TASK TO CARRY OUT: Report how many lines in the following entries contain "orange". Nothing else should be given.

====== DATASET RECORDS ======

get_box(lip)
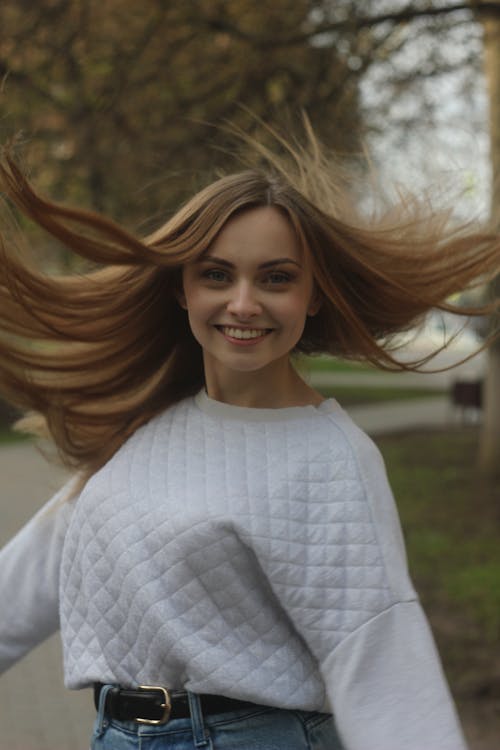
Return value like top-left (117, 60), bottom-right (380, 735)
top-left (215, 325), bottom-right (273, 346)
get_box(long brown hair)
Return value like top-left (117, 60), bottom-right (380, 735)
top-left (0, 125), bottom-right (498, 490)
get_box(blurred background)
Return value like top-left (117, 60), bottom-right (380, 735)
top-left (0, 1), bottom-right (499, 748)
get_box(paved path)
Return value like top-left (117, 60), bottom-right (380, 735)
top-left (0, 445), bottom-right (93, 750)
top-left (0, 395), bottom-right (484, 749)
top-left (306, 347), bottom-right (486, 392)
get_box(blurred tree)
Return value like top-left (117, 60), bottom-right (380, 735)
top-left (1, 1), bottom-right (488, 228)
top-left (478, 6), bottom-right (500, 477)
top-left (0, 0), bottom-right (362, 231)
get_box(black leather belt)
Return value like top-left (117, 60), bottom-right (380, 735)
top-left (94, 683), bottom-right (256, 726)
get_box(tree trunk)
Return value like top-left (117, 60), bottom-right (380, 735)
top-left (478, 11), bottom-right (500, 477)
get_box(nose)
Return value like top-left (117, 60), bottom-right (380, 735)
top-left (226, 281), bottom-right (262, 319)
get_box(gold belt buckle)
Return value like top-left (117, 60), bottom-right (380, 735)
top-left (135, 685), bottom-right (171, 725)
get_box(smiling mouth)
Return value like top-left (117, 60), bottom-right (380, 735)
top-left (216, 326), bottom-right (272, 340)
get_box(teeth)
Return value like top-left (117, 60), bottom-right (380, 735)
top-left (223, 327), bottom-right (267, 340)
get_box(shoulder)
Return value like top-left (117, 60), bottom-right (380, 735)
top-left (315, 398), bottom-right (386, 471)
top-left (320, 400), bottom-right (413, 596)
top-left (81, 396), bottom-right (197, 499)
top-left (320, 398), bottom-right (395, 502)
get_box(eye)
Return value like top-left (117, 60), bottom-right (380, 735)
top-left (203, 268), bottom-right (229, 283)
top-left (264, 270), bottom-right (292, 285)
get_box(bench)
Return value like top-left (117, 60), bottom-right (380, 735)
top-left (451, 380), bottom-right (483, 422)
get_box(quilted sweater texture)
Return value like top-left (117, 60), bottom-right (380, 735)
top-left (0, 391), bottom-right (467, 749)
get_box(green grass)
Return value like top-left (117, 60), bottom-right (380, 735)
top-left (296, 354), bottom-right (446, 405)
top-left (0, 427), bottom-right (31, 445)
top-left (377, 428), bottom-right (500, 646)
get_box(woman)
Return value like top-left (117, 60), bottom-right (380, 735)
top-left (0, 127), bottom-right (498, 749)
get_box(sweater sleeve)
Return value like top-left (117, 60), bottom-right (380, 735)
top-left (0, 479), bottom-right (77, 676)
top-left (324, 415), bottom-right (468, 749)
top-left (264, 411), bottom-right (469, 750)
top-left (322, 600), bottom-right (468, 750)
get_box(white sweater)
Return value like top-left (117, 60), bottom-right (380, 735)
top-left (0, 391), bottom-right (467, 749)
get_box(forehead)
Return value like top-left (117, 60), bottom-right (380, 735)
top-left (207, 206), bottom-right (303, 262)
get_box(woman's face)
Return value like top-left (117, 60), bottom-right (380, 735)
top-left (179, 206), bottom-right (319, 390)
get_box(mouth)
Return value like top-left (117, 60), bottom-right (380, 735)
top-left (215, 325), bottom-right (272, 341)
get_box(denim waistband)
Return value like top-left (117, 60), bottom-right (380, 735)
top-left (94, 685), bottom-right (211, 746)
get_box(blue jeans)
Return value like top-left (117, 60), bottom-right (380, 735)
top-left (91, 686), bottom-right (345, 749)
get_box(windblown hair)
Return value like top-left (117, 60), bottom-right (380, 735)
top-left (0, 123), bottom-right (499, 489)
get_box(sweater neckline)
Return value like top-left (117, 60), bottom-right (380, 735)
top-left (194, 389), bottom-right (337, 422)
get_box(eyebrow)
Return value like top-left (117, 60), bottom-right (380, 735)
top-left (198, 254), bottom-right (302, 269)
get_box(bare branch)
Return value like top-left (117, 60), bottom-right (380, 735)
top-left (199, 2), bottom-right (498, 49)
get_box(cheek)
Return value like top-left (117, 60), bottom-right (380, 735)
top-left (182, 291), bottom-right (219, 338)
top-left (288, 287), bottom-right (317, 319)
top-left (185, 295), bottom-right (215, 322)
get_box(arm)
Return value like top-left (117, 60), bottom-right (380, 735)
top-left (331, 422), bottom-right (468, 749)
top-left (262, 411), bottom-right (468, 750)
top-left (0, 479), bottom-right (77, 676)
top-left (326, 415), bottom-right (468, 749)
top-left (323, 600), bottom-right (467, 750)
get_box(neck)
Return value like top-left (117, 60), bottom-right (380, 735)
top-left (203, 359), bottom-right (324, 408)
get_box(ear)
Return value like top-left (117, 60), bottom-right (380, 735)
top-left (307, 287), bottom-right (322, 317)
top-left (175, 286), bottom-right (188, 310)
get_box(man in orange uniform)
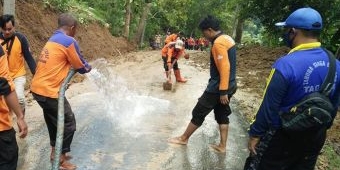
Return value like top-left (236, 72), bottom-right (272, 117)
top-left (164, 31), bottom-right (181, 45)
top-left (0, 14), bottom-right (36, 115)
top-left (161, 39), bottom-right (188, 83)
top-left (168, 15), bottom-right (237, 153)
top-left (0, 42), bottom-right (28, 170)
top-left (30, 13), bottom-right (91, 170)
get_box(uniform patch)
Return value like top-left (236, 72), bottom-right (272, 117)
top-left (217, 55), bottom-right (223, 60)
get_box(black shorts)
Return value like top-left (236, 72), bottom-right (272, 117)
top-left (162, 57), bottom-right (178, 71)
top-left (0, 128), bottom-right (18, 170)
top-left (191, 91), bottom-right (233, 126)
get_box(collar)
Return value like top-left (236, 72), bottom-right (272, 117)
top-left (211, 31), bottom-right (223, 44)
top-left (288, 42), bottom-right (321, 54)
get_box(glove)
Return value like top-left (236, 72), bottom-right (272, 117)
top-left (184, 53), bottom-right (189, 59)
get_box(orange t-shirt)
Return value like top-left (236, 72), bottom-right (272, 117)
top-left (0, 48), bottom-right (15, 131)
top-left (0, 32), bottom-right (36, 78)
top-left (31, 30), bottom-right (90, 98)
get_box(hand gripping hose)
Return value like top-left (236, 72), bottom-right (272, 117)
top-left (52, 69), bottom-right (76, 170)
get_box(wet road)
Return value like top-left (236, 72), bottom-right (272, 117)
top-left (18, 51), bottom-right (249, 170)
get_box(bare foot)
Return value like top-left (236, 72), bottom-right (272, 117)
top-left (210, 144), bottom-right (226, 153)
top-left (167, 137), bottom-right (188, 145)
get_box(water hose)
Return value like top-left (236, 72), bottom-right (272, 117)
top-left (52, 69), bottom-right (76, 170)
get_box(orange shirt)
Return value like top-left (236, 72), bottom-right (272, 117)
top-left (0, 47), bottom-right (15, 131)
top-left (167, 47), bottom-right (184, 62)
top-left (161, 42), bottom-right (184, 62)
top-left (211, 35), bottom-right (235, 91)
top-left (31, 30), bottom-right (90, 98)
top-left (164, 34), bottom-right (178, 44)
top-left (161, 42), bottom-right (175, 57)
top-left (0, 32), bottom-right (36, 78)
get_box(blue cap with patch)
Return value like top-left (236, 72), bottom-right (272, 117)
top-left (275, 7), bottom-right (322, 30)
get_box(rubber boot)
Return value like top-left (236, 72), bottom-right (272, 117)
top-left (174, 69), bottom-right (187, 83)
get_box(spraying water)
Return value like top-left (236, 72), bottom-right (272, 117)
top-left (86, 58), bottom-right (170, 137)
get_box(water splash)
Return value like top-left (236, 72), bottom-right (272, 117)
top-left (86, 58), bottom-right (170, 137)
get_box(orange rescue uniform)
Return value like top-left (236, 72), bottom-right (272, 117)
top-left (31, 30), bottom-right (91, 98)
top-left (0, 48), bottom-right (15, 131)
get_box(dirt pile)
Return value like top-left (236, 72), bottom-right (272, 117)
top-left (1, 1), bottom-right (135, 84)
top-left (13, 1), bottom-right (135, 60)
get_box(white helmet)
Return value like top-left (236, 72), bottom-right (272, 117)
top-left (175, 39), bottom-right (184, 49)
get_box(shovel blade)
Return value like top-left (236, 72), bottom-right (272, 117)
top-left (163, 81), bottom-right (172, 90)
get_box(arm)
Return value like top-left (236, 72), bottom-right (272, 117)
top-left (4, 90), bottom-right (27, 138)
top-left (167, 47), bottom-right (174, 63)
top-left (67, 41), bottom-right (91, 74)
top-left (17, 33), bottom-right (36, 74)
top-left (0, 76), bottom-right (27, 138)
top-left (249, 69), bottom-right (288, 137)
top-left (212, 42), bottom-right (230, 95)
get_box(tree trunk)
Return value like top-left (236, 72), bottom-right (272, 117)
top-left (133, 2), bottom-right (152, 46)
top-left (123, 0), bottom-right (131, 38)
top-left (234, 18), bottom-right (244, 44)
top-left (3, 0), bottom-right (15, 15)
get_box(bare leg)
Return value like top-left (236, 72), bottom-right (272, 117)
top-left (211, 124), bottom-right (229, 153)
top-left (168, 122), bottom-right (199, 145)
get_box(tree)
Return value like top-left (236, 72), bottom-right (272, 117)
top-left (244, 0), bottom-right (340, 50)
top-left (133, 1), bottom-right (152, 46)
top-left (123, 0), bottom-right (132, 38)
top-left (3, 0), bottom-right (15, 15)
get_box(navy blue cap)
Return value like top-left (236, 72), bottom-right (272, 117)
top-left (275, 7), bottom-right (322, 30)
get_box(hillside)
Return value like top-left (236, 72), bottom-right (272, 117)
top-left (0, 0), bottom-right (135, 79)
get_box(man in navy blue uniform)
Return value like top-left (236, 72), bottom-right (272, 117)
top-left (245, 7), bottom-right (340, 170)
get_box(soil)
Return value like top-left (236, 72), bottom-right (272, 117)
top-left (2, 0), bottom-right (339, 169)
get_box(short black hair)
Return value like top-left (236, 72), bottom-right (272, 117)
top-left (58, 13), bottom-right (78, 28)
top-left (198, 15), bottom-right (220, 31)
top-left (0, 14), bottom-right (15, 28)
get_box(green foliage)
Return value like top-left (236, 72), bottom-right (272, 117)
top-left (244, 0), bottom-right (340, 51)
top-left (43, 0), bottom-right (107, 25)
top-left (321, 144), bottom-right (340, 169)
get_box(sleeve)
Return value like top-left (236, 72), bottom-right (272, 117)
top-left (167, 47), bottom-right (174, 63)
top-left (67, 40), bottom-right (91, 74)
top-left (17, 33), bottom-right (36, 74)
top-left (0, 49), bottom-right (15, 95)
top-left (212, 42), bottom-right (230, 95)
top-left (249, 69), bottom-right (288, 137)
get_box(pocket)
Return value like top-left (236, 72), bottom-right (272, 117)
top-left (0, 131), bottom-right (18, 163)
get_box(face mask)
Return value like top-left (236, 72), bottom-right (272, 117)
top-left (283, 29), bottom-right (296, 48)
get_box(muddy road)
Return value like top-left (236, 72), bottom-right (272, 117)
top-left (17, 50), bottom-right (249, 170)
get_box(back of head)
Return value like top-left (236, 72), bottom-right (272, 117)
top-left (275, 7), bottom-right (322, 30)
top-left (198, 15), bottom-right (220, 31)
top-left (58, 13), bottom-right (78, 28)
top-left (0, 14), bottom-right (15, 28)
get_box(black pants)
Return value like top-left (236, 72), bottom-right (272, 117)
top-left (191, 91), bottom-right (233, 126)
top-left (0, 128), bottom-right (18, 170)
top-left (162, 57), bottom-right (178, 71)
top-left (33, 93), bottom-right (76, 154)
top-left (245, 127), bottom-right (327, 170)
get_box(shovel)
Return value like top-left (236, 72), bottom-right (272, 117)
top-left (163, 59), bottom-right (177, 90)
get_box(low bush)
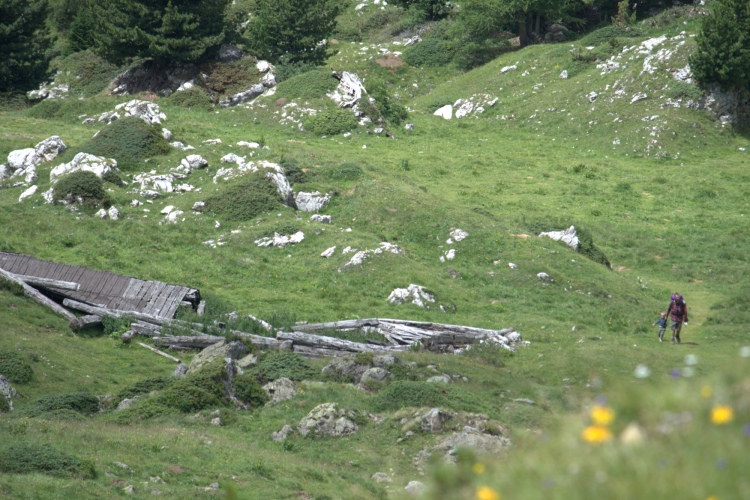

======

RESPONSE: 4